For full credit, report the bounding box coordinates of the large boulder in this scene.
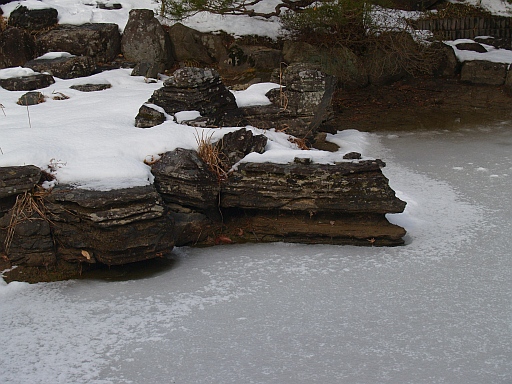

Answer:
[460,60,508,85]
[151,148,221,246]
[241,63,336,140]
[215,128,268,171]
[221,160,405,214]
[220,159,405,246]
[151,148,220,213]
[9,5,59,31]
[0,204,56,267]
[24,56,96,79]
[36,23,121,63]
[283,41,368,89]
[0,27,36,68]
[46,185,174,265]
[121,9,174,71]
[149,67,239,126]
[169,23,222,65]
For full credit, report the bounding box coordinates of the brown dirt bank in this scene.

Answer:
[327,78,512,132]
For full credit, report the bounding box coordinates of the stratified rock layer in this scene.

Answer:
[149,67,238,126]
[221,160,405,214]
[46,185,174,265]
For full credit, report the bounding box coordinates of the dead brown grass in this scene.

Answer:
[4,186,51,254]
[196,131,228,181]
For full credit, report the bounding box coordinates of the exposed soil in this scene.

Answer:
[326,78,512,132]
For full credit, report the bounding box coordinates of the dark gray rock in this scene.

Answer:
[0,165,41,199]
[135,104,165,128]
[9,5,59,31]
[240,63,336,140]
[473,36,512,50]
[121,9,174,69]
[0,207,56,267]
[222,210,406,246]
[151,148,220,214]
[16,92,45,106]
[430,42,461,77]
[0,27,36,68]
[131,62,165,79]
[36,23,121,63]
[46,185,174,265]
[24,56,96,79]
[460,60,508,85]
[221,160,405,214]
[0,73,55,91]
[149,67,239,126]
[96,2,123,11]
[169,23,217,65]
[69,84,112,92]
[215,128,267,171]
[455,43,487,53]
[167,204,221,247]
[283,41,368,89]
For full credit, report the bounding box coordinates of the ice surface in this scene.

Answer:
[0,123,512,384]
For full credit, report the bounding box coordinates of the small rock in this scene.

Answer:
[135,104,165,128]
[0,73,55,91]
[24,56,96,79]
[16,92,45,106]
[343,152,362,160]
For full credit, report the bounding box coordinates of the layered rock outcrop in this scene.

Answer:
[0,134,405,280]
[149,67,241,126]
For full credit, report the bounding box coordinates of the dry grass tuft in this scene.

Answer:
[196,131,228,181]
[4,187,51,254]
[288,136,310,151]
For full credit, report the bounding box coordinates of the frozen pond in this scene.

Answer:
[0,123,512,384]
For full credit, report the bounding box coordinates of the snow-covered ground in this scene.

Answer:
[0,122,512,384]
[0,0,512,384]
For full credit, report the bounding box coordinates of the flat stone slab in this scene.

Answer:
[0,73,55,91]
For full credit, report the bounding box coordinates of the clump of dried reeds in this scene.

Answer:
[196,131,228,181]
[4,187,51,254]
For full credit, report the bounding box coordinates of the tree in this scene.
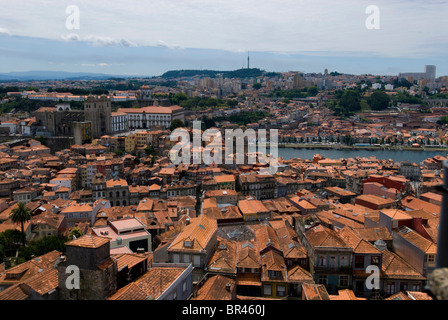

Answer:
[68,227,82,240]
[367,90,391,110]
[170,119,185,131]
[307,86,319,97]
[252,82,261,90]
[339,89,361,112]
[11,202,31,245]
[145,145,157,156]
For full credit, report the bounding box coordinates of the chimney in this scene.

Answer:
[374,239,387,251]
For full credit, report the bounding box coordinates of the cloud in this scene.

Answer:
[82,35,137,47]
[61,33,81,41]
[81,62,110,67]
[0,28,11,36]
[157,40,182,49]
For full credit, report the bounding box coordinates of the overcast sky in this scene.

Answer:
[0,0,448,76]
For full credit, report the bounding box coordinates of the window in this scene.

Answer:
[193,255,201,267]
[386,282,395,294]
[277,286,286,297]
[339,276,348,288]
[319,256,327,267]
[330,256,336,268]
[355,256,364,269]
[340,256,348,267]
[317,275,327,286]
[263,284,272,296]
[370,256,380,267]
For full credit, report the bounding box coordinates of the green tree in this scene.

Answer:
[11,202,31,244]
[170,119,185,131]
[367,90,391,110]
[145,145,156,156]
[307,86,319,97]
[68,227,82,240]
[339,89,361,112]
[252,82,261,90]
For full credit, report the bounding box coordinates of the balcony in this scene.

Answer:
[314,266,353,274]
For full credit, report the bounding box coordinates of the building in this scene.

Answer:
[238,200,271,221]
[106,177,130,207]
[355,194,396,210]
[398,65,436,82]
[301,225,353,292]
[392,226,437,277]
[117,106,185,130]
[398,161,421,181]
[92,218,152,252]
[167,214,218,280]
[107,263,193,300]
[57,235,118,300]
[84,95,112,139]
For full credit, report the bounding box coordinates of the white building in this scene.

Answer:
[111,112,129,133]
[117,106,185,130]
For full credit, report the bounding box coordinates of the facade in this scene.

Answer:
[92,218,152,252]
[84,95,112,139]
[57,235,118,300]
[167,214,218,280]
[117,106,185,130]
[301,225,353,292]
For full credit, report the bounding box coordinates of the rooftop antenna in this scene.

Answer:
[436,160,448,268]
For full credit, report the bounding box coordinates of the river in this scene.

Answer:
[278,148,447,164]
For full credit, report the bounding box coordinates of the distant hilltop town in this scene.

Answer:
[0,65,448,303]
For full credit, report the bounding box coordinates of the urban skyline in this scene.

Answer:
[0,0,448,76]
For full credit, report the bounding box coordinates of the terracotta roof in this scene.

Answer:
[381,250,426,280]
[113,253,148,271]
[330,289,367,300]
[24,269,58,295]
[0,284,29,300]
[288,266,314,282]
[353,227,392,242]
[191,275,236,300]
[65,234,110,248]
[108,267,185,300]
[238,200,269,214]
[339,227,381,254]
[305,225,348,248]
[261,250,287,282]
[394,226,437,254]
[236,241,261,268]
[302,283,330,300]
[168,214,218,251]
[207,238,237,274]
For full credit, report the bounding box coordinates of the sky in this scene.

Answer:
[0,0,448,76]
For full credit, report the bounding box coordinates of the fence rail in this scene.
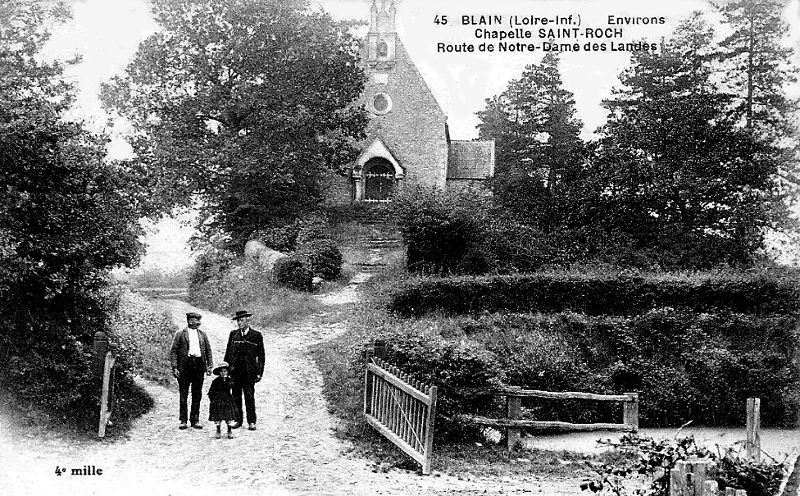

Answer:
[364,357,437,475]
[456,386,639,449]
[669,460,747,496]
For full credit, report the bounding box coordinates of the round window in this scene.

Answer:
[372,93,392,114]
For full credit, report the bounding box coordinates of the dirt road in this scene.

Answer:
[0,278,579,496]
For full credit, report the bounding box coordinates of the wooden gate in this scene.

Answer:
[364,357,437,475]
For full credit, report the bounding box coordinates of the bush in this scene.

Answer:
[295,216,331,247]
[189,247,236,294]
[252,223,300,253]
[353,331,500,442]
[460,309,800,426]
[252,215,330,253]
[394,189,494,274]
[298,239,342,281]
[109,290,177,385]
[581,434,791,496]
[273,255,314,292]
[389,272,800,317]
[189,264,322,326]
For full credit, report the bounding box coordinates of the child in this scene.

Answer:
[208,362,236,439]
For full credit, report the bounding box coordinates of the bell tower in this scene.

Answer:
[366,0,397,69]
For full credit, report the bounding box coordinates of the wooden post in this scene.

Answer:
[703,480,719,496]
[746,398,761,462]
[364,358,372,414]
[97,351,114,437]
[506,388,522,450]
[92,331,108,388]
[422,386,438,475]
[622,393,639,432]
[669,460,714,496]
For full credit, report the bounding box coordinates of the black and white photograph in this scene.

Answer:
[0,0,800,496]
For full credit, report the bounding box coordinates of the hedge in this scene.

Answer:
[388,273,800,317]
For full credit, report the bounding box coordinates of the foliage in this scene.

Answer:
[295,215,330,247]
[253,214,330,253]
[101,0,367,248]
[581,434,786,496]
[388,271,800,317]
[478,52,583,186]
[592,16,787,268]
[351,329,500,442]
[189,260,321,326]
[298,239,342,281]
[109,290,177,385]
[393,188,494,274]
[252,222,300,253]
[365,308,800,427]
[273,255,314,292]
[720,0,798,143]
[0,0,152,427]
[189,247,236,293]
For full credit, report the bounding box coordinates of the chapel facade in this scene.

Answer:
[329,0,494,203]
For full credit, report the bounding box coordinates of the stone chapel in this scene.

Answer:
[329,0,494,203]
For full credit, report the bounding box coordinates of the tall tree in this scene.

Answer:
[102,0,367,246]
[478,52,585,231]
[0,0,148,425]
[720,0,797,141]
[594,14,785,267]
[0,0,141,310]
[478,52,583,189]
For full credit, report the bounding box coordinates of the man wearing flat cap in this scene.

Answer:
[169,312,214,429]
[225,310,265,431]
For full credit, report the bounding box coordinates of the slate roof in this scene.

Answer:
[447,140,494,179]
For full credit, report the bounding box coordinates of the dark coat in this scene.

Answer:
[225,327,265,383]
[169,327,214,373]
[208,377,237,422]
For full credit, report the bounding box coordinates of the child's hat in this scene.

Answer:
[212,362,230,375]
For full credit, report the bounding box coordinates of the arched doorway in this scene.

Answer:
[364,157,395,201]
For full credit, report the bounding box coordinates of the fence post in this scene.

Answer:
[622,393,639,432]
[97,351,114,437]
[669,460,714,496]
[422,386,439,475]
[92,331,108,388]
[506,386,522,450]
[703,481,719,496]
[364,356,372,415]
[746,398,761,462]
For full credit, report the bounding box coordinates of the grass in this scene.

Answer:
[114,267,190,289]
[190,264,322,326]
[312,263,636,480]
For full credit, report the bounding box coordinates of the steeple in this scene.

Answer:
[367,0,397,66]
[369,0,378,33]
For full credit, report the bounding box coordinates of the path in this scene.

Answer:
[0,276,576,496]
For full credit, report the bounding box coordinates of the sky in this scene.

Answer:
[40,0,800,267]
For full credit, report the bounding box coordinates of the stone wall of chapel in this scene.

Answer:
[361,38,447,189]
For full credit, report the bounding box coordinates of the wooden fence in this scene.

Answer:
[669,460,747,496]
[457,386,639,449]
[364,357,437,475]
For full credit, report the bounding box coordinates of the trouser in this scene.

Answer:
[233,380,256,424]
[178,357,206,424]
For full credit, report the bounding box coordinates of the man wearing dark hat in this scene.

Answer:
[169,312,213,429]
[225,310,265,431]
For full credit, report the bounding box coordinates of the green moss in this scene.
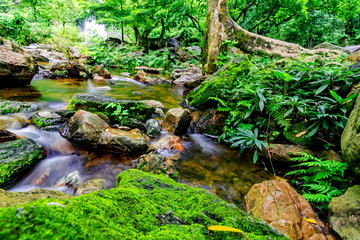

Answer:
[67,94,155,122]
[0,170,286,240]
[0,138,45,187]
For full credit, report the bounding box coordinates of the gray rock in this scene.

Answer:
[0,37,39,87]
[145,119,161,137]
[329,185,360,240]
[162,108,191,135]
[75,179,106,196]
[60,110,148,154]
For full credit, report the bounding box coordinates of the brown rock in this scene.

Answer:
[154,135,185,151]
[245,180,335,240]
[162,108,191,135]
[0,37,39,87]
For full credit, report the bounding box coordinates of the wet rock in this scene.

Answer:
[56,171,81,189]
[50,61,90,79]
[0,138,45,187]
[154,135,185,151]
[60,110,148,154]
[135,66,164,74]
[191,108,226,136]
[171,66,204,89]
[245,180,335,240]
[0,99,39,114]
[0,128,18,143]
[91,64,111,79]
[131,152,176,177]
[0,169,286,240]
[0,115,26,129]
[68,94,155,122]
[329,185,360,240]
[162,108,191,135]
[0,189,72,207]
[31,112,67,127]
[145,119,161,137]
[0,37,39,87]
[75,179,106,196]
[341,97,360,177]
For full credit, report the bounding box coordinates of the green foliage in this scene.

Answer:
[188,56,359,157]
[285,153,348,207]
[0,169,286,240]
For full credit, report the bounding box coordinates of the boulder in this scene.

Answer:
[0,169,286,240]
[191,108,226,136]
[67,94,155,122]
[75,179,106,196]
[245,180,335,240]
[171,66,204,89]
[0,189,72,208]
[60,110,148,154]
[0,99,39,114]
[162,108,191,135]
[91,64,111,79]
[341,96,360,177]
[0,138,45,188]
[0,128,18,143]
[145,119,161,137]
[50,61,90,79]
[154,135,185,151]
[329,185,360,240]
[0,37,39,87]
[31,111,67,127]
[0,115,26,129]
[135,66,164,74]
[131,152,176,177]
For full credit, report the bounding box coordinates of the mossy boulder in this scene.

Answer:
[0,138,45,187]
[0,99,39,114]
[0,170,286,240]
[31,112,67,127]
[68,94,155,122]
[0,189,72,207]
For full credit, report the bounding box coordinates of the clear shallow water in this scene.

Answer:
[0,71,272,207]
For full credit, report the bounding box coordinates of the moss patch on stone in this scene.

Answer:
[0,100,38,114]
[67,94,155,122]
[0,138,45,187]
[0,170,286,240]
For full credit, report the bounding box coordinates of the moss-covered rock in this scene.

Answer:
[0,99,38,114]
[0,189,72,207]
[31,112,67,127]
[0,138,45,187]
[68,94,155,122]
[0,170,286,240]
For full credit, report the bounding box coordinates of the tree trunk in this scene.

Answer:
[203,0,320,74]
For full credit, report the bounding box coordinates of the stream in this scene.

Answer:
[0,70,272,208]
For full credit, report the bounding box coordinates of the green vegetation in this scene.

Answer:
[285,153,348,208]
[0,170,286,240]
[188,56,358,160]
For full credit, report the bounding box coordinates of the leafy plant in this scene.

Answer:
[285,153,348,207]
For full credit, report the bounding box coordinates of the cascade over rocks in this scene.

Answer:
[329,185,360,240]
[0,169,286,240]
[0,138,45,188]
[0,37,39,87]
[60,110,148,154]
[67,94,155,122]
[245,180,335,240]
[162,108,191,135]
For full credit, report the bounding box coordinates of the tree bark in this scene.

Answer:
[203,0,332,74]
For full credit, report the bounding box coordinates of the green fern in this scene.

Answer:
[285,153,348,207]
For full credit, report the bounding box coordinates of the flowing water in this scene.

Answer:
[0,69,271,207]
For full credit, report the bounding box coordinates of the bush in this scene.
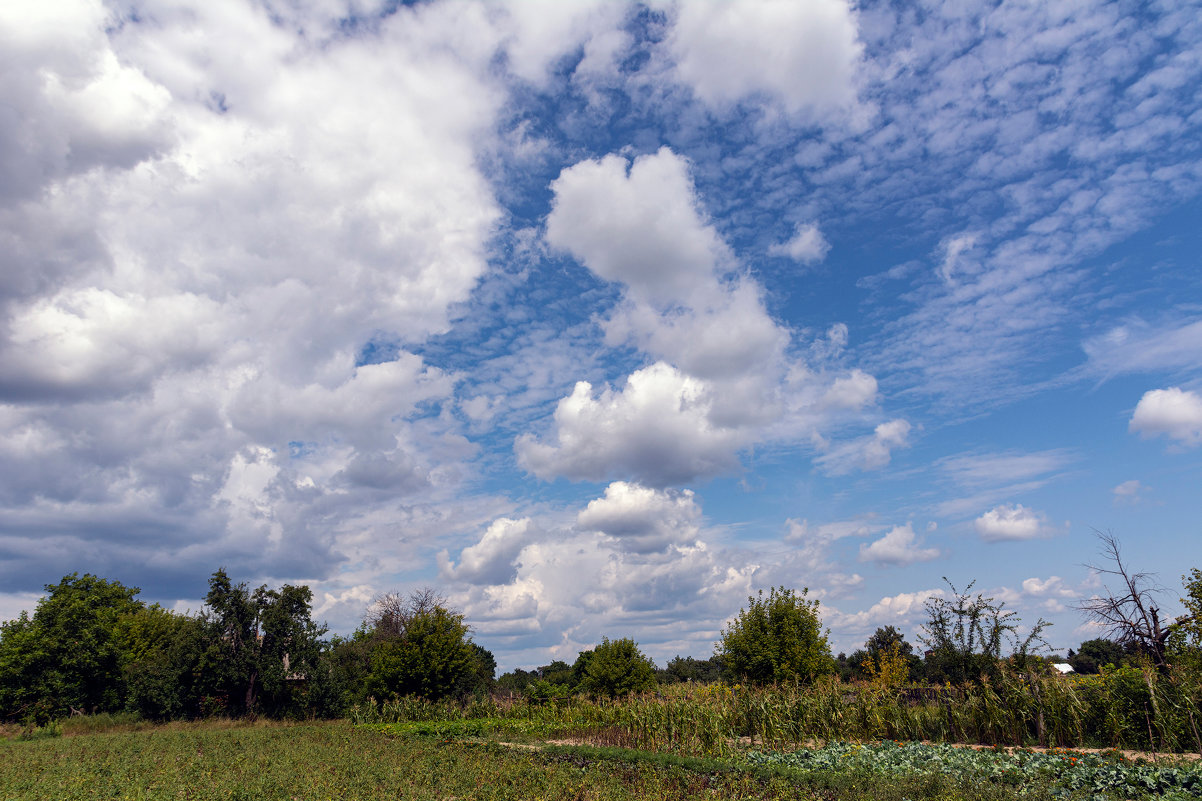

● Job: Quote word for word the stretch of the records from the line containing "layer in this scene." through the line containing "[374,239,387,251]", leaving out the pictures.

● Solution to this task:
For full credit, report the bounding box coordinates of the stratified rock layer in this scene.

Answer:
[149,67,238,126]
[221,160,405,214]
[46,185,174,265]
For full credit, report the bounding box coordinates of the dead brown grass in this scene.

Answer:
[4,186,51,254]
[196,131,228,181]
For full credit, report the bounding box coordinates of the exposed soil in this scene.

Answer:
[326,78,512,132]
For full credit, report the bounding box coordinates of the dark gray rock in this scene.

Answer:
[0,165,41,199]
[135,104,165,128]
[9,5,59,31]
[240,63,336,140]
[473,36,512,50]
[121,9,174,69]
[0,207,56,267]
[222,210,406,246]
[151,148,220,214]
[16,92,45,106]
[430,42,461,77]
[0,27,36,68]
[131,62,165,79]
[36,23,121,63]
[46,185,174,265]
[24,56,96,79]
[460,60,508,85]
[221,160,405,214]
[0,73,55,91]
[149,67,239,126]
[96,2,123,11]
[169,23,217,65]
[69,84,112,92]
[215,128,267,171]
[455,43,487,53]
[167,204,221,247]
[283,41,368,89]
For full credit, report the bounding box coordinates of the ice surface in this scene.

Answer:
[0,123,512,384]
For full credit, report the bounding box coordinates of the small rock in this scene.

Answer:
[135,104,165,128]
[0,73,55,91]
[24,56,96,79]
[16,92,45,106]
[343,152,362,160]
For full credit, report the bounding box coordinates of the layered rock outcrop in this scene.

Answer:
[0,134,405,280]
[149,67,241,126]
For full credit, report the bounding box coordinates of the dry grass tuft in this scene.

Answer:
[196,131,228,181]
[4,187,51,254]
[288,136,310,151]
For full credit, report the bounding box coordinates of the frozen pond in this scene.

Answer:
[0,123,512,384]
For full credit, report the bounding box coordinates of the snow-covered ground in this scene.

Answer:
[0,122,512,384]
[0,0,512,384]
For full credit, report the bounding box coordinates of the flat stone slab in this scene.

Answer:
[0,73,55,91]
For full credit, report the bounding box coordinates of the clump of dried reeds in this scene.

Answer:
[196,131,228,181]
[4,187,51,254]
For full credit, report the bounding box coordinates of the tree in this scene.

Answer:
[68,227,82,240]
[367,90,391,110]
[170,119,185,131]
[307,86,319,97]
[252,82,261,90]
[339,89,361,112]
[11,202,31,245]
[145,145,157,156]
For full credit, report the bounding box coordinates of the chimney in this scene.

Answer:
[374,239,387,251]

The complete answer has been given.